*Extract to read:*
We have filed a total of five patent applications relating to our technology, which have all been issued. These patents seek to accomplish non-intrusive document and product authentication in order to reduce losses caused by unpermitted document reproduction or by product counterfeiting. The technologies involve the utilization of invisible or color shifting/changing inks, which are compatible with today's printing machines. The inks may be used with certain printing systems such as offset, flexographic, silkscreen, gravure, and laser. Based upon the Company’s experience, we believe that the ink technologies may be incorporated into existing manufacturing processes. We believe that some of our patents may have non-security applications and we are attempting to commercialize these opportunities.

 

Strategic Outlook

 

We believe that the security and authentication industries will continue to grow over time, especially as counterfeiting becomes easier with advances in technology. Within the market, we intend to provide our products to government bodies, and merchants in the consumer products, gaming and financial services industries.

 

Sustained spending on technology, our ability to raise additional financing, and the continued growth of the security and authentication markets are all external conditions that may affect our ability to execute our business plan. In addition, certain potential customers may view our small size and limited financial resources as a negative even if they prefer our products to those of our competitors.

 

Our primary strategic objective over the next 12-24 months is to raise additional financing in order to successfully market our products and generate revenue that is sufficient to cover our operating expenses and support additional growth over the next several years.

*Data section:*

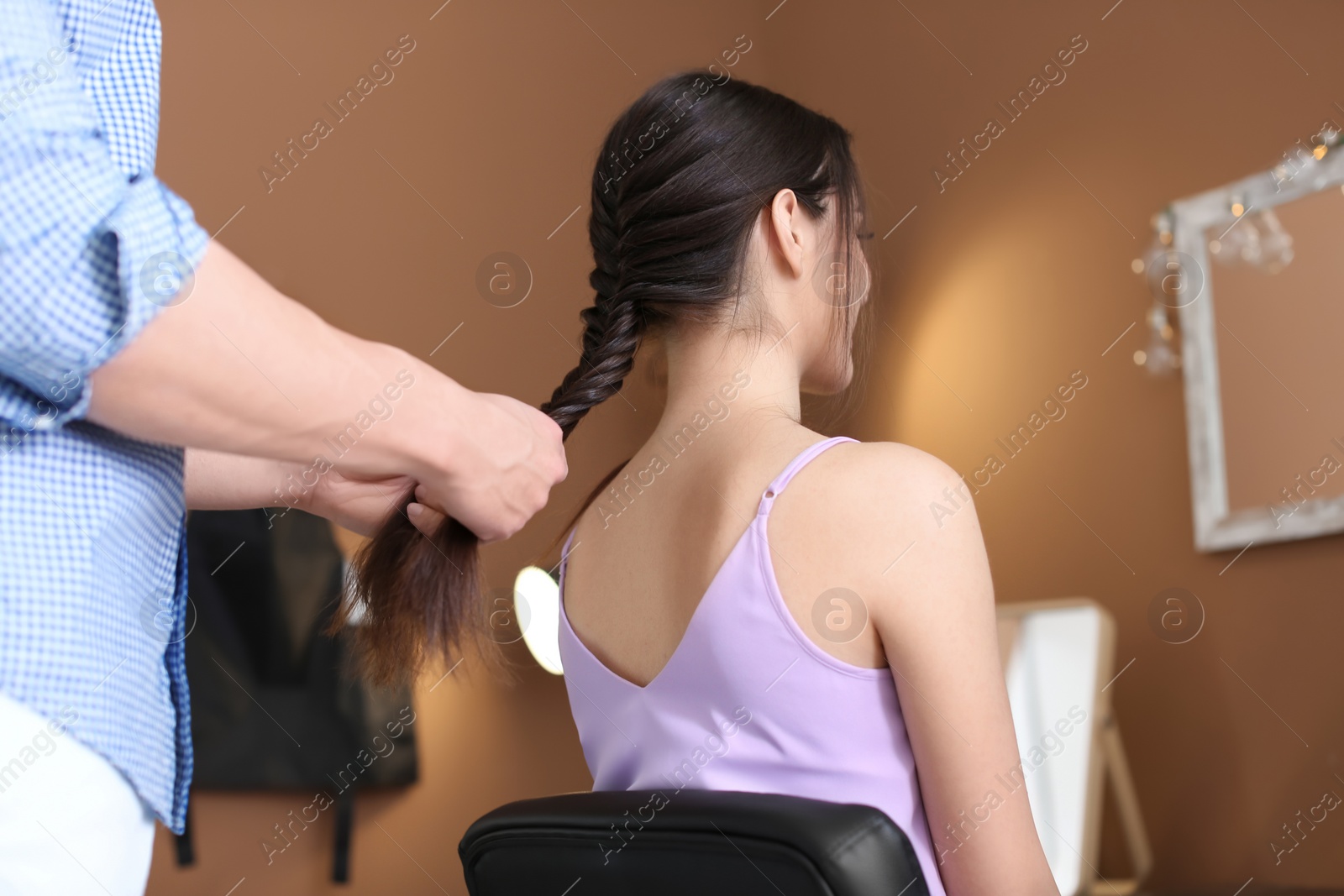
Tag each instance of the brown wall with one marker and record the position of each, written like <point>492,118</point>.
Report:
<point>999,286</point>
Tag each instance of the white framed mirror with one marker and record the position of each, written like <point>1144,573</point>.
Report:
<point>1058,664</point>
<point>1261,275</point>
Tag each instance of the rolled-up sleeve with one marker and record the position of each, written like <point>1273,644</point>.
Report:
<point>89,251</point>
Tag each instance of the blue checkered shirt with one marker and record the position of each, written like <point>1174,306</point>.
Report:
<point>93,574</point>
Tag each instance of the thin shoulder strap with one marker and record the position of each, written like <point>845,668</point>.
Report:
<point>795,465</point>
<point>564,553</point>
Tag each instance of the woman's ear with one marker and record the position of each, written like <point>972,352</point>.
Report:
<point>785,219</point>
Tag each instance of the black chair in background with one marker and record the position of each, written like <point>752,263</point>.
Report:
<point>701,841</point>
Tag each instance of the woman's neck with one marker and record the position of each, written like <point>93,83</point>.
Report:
<point>729,379</point>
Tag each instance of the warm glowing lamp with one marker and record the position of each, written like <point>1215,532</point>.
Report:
<point>537,600</point>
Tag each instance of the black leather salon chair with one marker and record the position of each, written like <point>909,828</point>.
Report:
<point>699,842</point>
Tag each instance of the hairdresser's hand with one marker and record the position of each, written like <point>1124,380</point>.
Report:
<point>506,458</point>
<point>360,506</point>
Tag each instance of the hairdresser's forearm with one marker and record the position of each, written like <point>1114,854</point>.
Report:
<point>241,369</point>
<point>219,481</point>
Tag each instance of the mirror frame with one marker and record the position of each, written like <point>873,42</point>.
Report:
<point>1216,527</point>
<point>1010,617</point>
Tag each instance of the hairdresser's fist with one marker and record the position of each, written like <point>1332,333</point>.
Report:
<point>506,458</point>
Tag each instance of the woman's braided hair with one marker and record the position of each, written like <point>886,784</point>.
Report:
<point>679,187</point>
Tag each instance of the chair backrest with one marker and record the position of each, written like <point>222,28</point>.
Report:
<point>687,841</point>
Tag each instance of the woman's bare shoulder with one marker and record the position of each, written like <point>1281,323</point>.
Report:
<point>887,481</point>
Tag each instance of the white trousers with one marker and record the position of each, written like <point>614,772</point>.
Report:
<point>71,822</point>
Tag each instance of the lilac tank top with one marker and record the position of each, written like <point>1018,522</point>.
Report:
<point>748,701</point>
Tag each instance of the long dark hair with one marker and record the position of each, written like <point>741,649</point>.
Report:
<point>679,186</point>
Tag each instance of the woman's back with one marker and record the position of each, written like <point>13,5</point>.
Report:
<point>718,668</point>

*Task A:* Reproduce the passage on the company's authentication technology word for word, starting at "Sustained spending on" and ending at "next several years.".
*Task B:* Carry the passage on the company's authentication technology further, picking up after its final sentence.

*Output A:*
Sustained spending on technology, our ability to raise additional financing, and the continued growth of the security and authentication markets are all external conditions that may affect our ability to execute our business plan. In addition, certain potential customers may view our small size and limited financial resources as a negative even if they prefer our products to those of our competitors.

 

Our primary strategic objective over the next 12-24 months is to raise additional financing in order to successfully market our products and generate revenue that is sufficient to cover our operating expenses and support additional growth over the next several years.

*Output B:*
 

We believe that our near-term success will depend particularly on our ability to develop customer awareness and confidence in our products. Since we have limited capital resources, we will need to closely manage our expenses and conserve our cash by continually monitoring any increase in expenses and reducing or eliminating unnecessary expenditures. Our prospects must be considered in light of the risks, expenses and difficulties encountered by companies in the development stage, particularly given that we operate in rapidly evolving markets, that we have limited financial resources, and face an uncertain economic environment. We may not be successful in addressing such risks and difficulties.

 

Results of Operations

 

Comparison of the Three Months Ended June 30, 2012 and 2011

 

The following discussion analyzes our results of operations for the three months ended June 30, 2012 and 2011. The following information should be considered together with our financial statements for such period and the accompanying notes thereto.

 

Net Loss for Three Months Ended June 30, 2012 and 2011

 

Revenue/Net Loss

 

We are a development stage company and have not generated significant revenue since our inception.  For the three months ended June 30, 2012 and 2011, we generated revenues of $0 and $3,690, respectively.  Our net loss increased $118,669 to $249,086 for the three months ended June 30, 2012 compared to $130,417 for the three months ended June 30, 2011, as a result of increased expenses as further described below.

 

Cost of Sales

 

For the three months ended June 30, 2012 and 2011, we incurred costs of sales of $0.

 

Research and Development

 

Research and development expenses were $2,123 and $5,050, respectively, for the three months ended June 30, 2012 and 2011. The decrease in research and development expenses was due to the timing of research and development activities.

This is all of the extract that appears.